__GOAL OF THE EXERCISE__:
Repeat all of the rows below word for word, without changing anything.

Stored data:
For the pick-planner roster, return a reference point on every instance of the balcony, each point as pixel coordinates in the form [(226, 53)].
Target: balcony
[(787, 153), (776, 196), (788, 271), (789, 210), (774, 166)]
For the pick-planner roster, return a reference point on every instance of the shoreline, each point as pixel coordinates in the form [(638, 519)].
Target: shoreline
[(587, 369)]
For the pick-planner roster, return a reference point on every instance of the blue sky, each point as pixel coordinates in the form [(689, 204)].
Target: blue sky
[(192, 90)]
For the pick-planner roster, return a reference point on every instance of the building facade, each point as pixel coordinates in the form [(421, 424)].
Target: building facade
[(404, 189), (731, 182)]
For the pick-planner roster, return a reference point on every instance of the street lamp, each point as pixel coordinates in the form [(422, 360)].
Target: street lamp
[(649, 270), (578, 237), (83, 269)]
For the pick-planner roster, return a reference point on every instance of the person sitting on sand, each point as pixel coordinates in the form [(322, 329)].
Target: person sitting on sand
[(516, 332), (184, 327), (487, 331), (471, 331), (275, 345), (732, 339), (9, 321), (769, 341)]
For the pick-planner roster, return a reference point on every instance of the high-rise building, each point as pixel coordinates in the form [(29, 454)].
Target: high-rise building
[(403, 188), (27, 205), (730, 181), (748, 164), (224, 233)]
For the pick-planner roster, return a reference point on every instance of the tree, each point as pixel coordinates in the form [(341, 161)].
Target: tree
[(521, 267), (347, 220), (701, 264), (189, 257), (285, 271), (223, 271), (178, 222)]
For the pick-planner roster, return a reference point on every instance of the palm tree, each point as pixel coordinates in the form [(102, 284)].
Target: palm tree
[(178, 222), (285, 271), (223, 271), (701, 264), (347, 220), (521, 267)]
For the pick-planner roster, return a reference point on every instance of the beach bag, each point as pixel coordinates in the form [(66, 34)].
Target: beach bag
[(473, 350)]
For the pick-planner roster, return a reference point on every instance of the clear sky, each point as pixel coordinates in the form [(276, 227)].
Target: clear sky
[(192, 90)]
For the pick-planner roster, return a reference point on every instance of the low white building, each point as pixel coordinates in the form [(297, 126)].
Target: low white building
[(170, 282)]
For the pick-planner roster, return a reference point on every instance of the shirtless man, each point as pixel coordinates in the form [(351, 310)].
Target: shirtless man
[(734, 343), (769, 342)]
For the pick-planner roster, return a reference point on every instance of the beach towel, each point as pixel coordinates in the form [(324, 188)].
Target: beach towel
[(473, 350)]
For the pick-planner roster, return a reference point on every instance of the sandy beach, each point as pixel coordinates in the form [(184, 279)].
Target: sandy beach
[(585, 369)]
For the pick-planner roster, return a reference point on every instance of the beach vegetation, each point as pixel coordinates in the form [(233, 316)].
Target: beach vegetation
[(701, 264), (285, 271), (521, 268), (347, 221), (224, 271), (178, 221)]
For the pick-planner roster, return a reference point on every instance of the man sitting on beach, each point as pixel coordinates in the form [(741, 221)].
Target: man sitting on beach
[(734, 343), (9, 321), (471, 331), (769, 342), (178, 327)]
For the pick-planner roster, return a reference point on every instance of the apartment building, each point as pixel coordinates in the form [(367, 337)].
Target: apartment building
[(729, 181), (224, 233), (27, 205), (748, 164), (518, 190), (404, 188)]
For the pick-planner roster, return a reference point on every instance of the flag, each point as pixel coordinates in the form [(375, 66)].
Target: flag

__THE REPLY__:
For the pick-planner roster, return a reference point on every instance of the balcony, each point as pixel coordinates in the form [(226, 53)].
Target: balcony
[(787, 153), (776, 196), (788, 271), (789, 210), (774, 166)]
For the pick-planner roster, return a reference point on every instance of the shoreline, each point as pixel coordinates in the form [(638, 519)].
Target: shoreline
[(587, 369)]
For the pick-planner roster, return a reference point on every instance of the blue sky, each point as pixel coordinates in the form [(689, 204)].
Target: blue sky
[(192, 90)]
For the pick-planner roster, return a reference point on every instance of the building facade, each point as pixel coordinates in the form [(421, 424)].
Target: building facade
[(404, 189), (731, 182)]
For the pick-planner roster, return a reference point on every instance of the street lamp, each point as pixel coordinates in the form [(422, 360)].
Target: street lamp
[(649, 270), (578, 237), (83, 269)]
For the pick-planner roster, return a reference point on every instance of the person sitting on sand, each point as pixel coordinates in the form [(322, 329)].
Target: person sitting on sand
[(516, 332), (184, 327), (487, 331), (471, 331), (275, 345), (732, 339), (9, 321), (769, 341)]
For the pick-planner roster, return a reference point on every instance of the high-rise building, each point as pixel coordinates in the form [(29, 454)].
Target: high-rise building
[(403, 188), (27, 205), (730, 181), (748, 164), (224, 233)]
For the pick-planner roster, return a reference point on every instance of the tree, each point as pixel coordinates in the form [(341, 161)].
Target: tree
[(521, 267), (347, 220), (701, 264), (189, 257), (285, 271), (223, 271), (178, 222)]
For the pick-planner roster, return a reference point on every instance of the palm tree, each point as pixel coordinates in the form [(102, 284)].
Target: palm tree
[(178, 222), (285, 271), (223, 271), (701, 264), (347, 220), (521, 267)]
For the pick-planner roster, return a reference point on every instance of the beach bag, each point as pixel coordinates in the form [(66, 34)].
Target: beach bag
[(473, 350)]
For the pick-planner roster, return a reference point on every instance of the clear sky, each point as pixel coordinates in the form [(276, 227)].
Target: clear sky
[(192, 90)]
For the pick-planner roster, return a reference point on every instance of the low white building, each point as pixel coordinates in the form [(297, 126)].
Target: low white building
[(170, 282)]
For the pick-planner roster, return a reference point on every instance of the shirtless man, each point as pixel coordinates in the form [(351, 310)].
Target: shirtless man
[(734, 343), (769, 342)]
For the pick-planner roster, return a reference point on every instance of the beach towel, each point as pixel coordinates in the form [(324, 188)].
Target: beach towel
[(473, 350)]
For the pick-planner roster, return a reference point on every instance of the sandy beach, each point as pixel coordinates in the form [(184, 279)].
Target: sandy beach
[(585, 369)]
For the pick-planner roster, return a reference point on every instance of the beach vegetation, each point as pixel coordinates in the form [(233, 316)].
Target: beach vegetation
[(701, 264), (285, 271), (521, 268), (347, 221), (224, 271), (178, 221)]
For the pick-planner roster, return a reference point on every instance of the man sitting on beach, each point as pixel coordinates in the form [(741, 221)].
Target: man sitting on beach
[(734, 343), (9, 321), (471, 331), (769, 342), (178, 327)]
For the pick-planner roster, return a reference point on every instance of the apartment building, each point as pixel coordinates in the form [(367, 337)].
Target: apartment building
[(729, 181), (224, 233), (27, 205), (748, 164), (518, 190), (404, 188)]
For the pick-planner roster, return a reference point on every instance of the flag, each point as pixel coordinates in the form [(375, 66)].
Target: flag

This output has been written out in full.